▶ **Task to complete**
Looking through the records below, please work out how many lines contain "frog". Give only that number.

[Collection entries]
'''

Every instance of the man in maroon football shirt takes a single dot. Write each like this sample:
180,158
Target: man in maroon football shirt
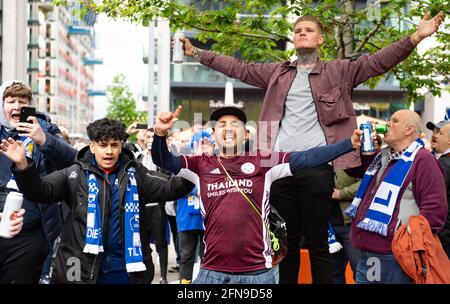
237,243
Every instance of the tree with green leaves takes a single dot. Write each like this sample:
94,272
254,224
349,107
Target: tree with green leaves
122,105
256,28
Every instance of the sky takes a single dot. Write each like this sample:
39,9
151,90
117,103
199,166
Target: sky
121,46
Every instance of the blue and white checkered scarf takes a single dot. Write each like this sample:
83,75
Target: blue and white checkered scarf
382,207
94,243
29,149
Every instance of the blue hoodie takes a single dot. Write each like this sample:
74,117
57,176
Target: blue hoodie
54,154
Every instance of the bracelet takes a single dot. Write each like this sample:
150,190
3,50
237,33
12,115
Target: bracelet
159,134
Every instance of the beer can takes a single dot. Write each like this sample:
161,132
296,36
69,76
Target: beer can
381,128
177,55
367,144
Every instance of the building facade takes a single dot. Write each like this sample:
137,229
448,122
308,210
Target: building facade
60,68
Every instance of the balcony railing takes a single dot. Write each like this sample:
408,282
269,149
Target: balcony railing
33,66
195,72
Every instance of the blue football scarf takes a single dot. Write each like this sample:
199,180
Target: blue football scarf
333,245
94,245
29,149
382,207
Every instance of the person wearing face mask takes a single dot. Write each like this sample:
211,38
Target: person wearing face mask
22,257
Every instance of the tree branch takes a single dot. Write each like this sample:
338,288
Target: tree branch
285,38
368,36
233,32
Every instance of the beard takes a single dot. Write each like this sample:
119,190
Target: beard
307,56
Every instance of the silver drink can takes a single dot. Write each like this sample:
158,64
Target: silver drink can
367,144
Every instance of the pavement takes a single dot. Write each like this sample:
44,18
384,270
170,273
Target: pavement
172,278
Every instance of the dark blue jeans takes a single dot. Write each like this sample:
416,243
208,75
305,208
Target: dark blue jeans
374,268
345,255
266,276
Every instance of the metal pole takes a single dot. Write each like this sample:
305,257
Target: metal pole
151,73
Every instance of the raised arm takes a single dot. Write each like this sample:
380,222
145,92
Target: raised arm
48,189
371,65
321,155
162,157
160,153
256,74
160,187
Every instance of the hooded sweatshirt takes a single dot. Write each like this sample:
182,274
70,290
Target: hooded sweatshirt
52,155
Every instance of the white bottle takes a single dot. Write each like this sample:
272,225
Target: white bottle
177,55
13,203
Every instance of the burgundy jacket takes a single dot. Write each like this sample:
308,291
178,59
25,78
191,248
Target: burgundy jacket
331,84
428,187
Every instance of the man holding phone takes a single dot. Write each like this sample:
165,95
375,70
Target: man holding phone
22,257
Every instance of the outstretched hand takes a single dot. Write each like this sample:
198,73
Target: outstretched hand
356,138
427,26
165,120
15,151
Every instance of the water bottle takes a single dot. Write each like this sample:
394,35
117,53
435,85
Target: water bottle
178,53
13,203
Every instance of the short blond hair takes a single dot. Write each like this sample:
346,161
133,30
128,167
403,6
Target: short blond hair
312,19
18,90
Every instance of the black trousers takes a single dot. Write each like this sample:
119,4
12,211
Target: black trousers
304,202
188,242
22,257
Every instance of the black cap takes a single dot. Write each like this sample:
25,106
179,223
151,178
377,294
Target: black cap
431,126
215,116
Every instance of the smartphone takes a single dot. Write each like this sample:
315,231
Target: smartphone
142,126
25,112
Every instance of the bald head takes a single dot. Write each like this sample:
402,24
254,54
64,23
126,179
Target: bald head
404,127
412,119
440,140
446,130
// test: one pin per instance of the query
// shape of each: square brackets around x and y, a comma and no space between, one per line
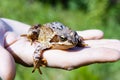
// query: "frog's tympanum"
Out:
[51,36]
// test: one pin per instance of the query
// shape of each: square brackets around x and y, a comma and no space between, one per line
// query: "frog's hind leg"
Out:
[38,59]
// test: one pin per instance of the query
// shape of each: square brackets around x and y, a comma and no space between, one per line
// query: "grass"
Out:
[36,12]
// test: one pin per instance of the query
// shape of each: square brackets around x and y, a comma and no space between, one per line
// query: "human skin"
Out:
[14,48]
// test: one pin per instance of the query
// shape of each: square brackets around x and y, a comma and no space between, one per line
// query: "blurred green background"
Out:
[77,14]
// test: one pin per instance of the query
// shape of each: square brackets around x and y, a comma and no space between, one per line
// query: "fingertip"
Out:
[91,34]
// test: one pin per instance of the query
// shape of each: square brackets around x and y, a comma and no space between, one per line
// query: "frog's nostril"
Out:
[34,32]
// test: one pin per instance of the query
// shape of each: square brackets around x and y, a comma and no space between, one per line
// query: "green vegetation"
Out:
[77,14]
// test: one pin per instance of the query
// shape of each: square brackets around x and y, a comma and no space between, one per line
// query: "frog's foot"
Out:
[44,62]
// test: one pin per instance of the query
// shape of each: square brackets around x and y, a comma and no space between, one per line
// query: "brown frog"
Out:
[52,36]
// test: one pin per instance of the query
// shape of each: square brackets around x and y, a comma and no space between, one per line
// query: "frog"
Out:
[53,35]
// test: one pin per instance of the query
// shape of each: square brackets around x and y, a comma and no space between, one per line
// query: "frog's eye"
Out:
[63,38]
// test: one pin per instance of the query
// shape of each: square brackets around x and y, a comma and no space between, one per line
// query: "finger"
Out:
[73,59]
[108,43]
[91,34]
[7,65]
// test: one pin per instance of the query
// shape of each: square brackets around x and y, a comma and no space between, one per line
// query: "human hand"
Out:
[98,50]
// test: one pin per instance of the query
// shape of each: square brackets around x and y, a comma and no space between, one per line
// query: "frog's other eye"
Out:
[63,38]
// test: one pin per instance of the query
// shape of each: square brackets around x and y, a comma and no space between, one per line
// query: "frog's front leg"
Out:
[38,59]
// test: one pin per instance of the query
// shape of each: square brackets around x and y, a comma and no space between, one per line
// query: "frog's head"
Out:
[64,37]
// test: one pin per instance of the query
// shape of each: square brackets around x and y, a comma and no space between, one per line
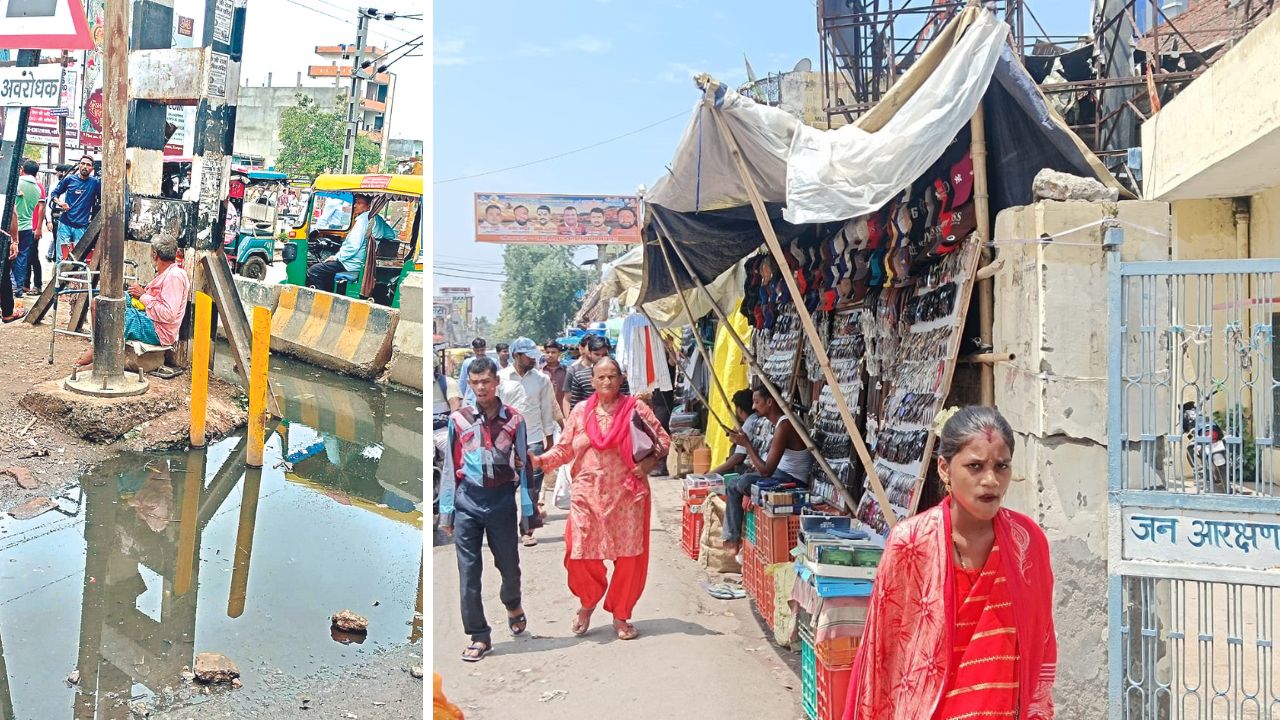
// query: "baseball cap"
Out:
[525,346]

'''

▶ **Response to this task**
10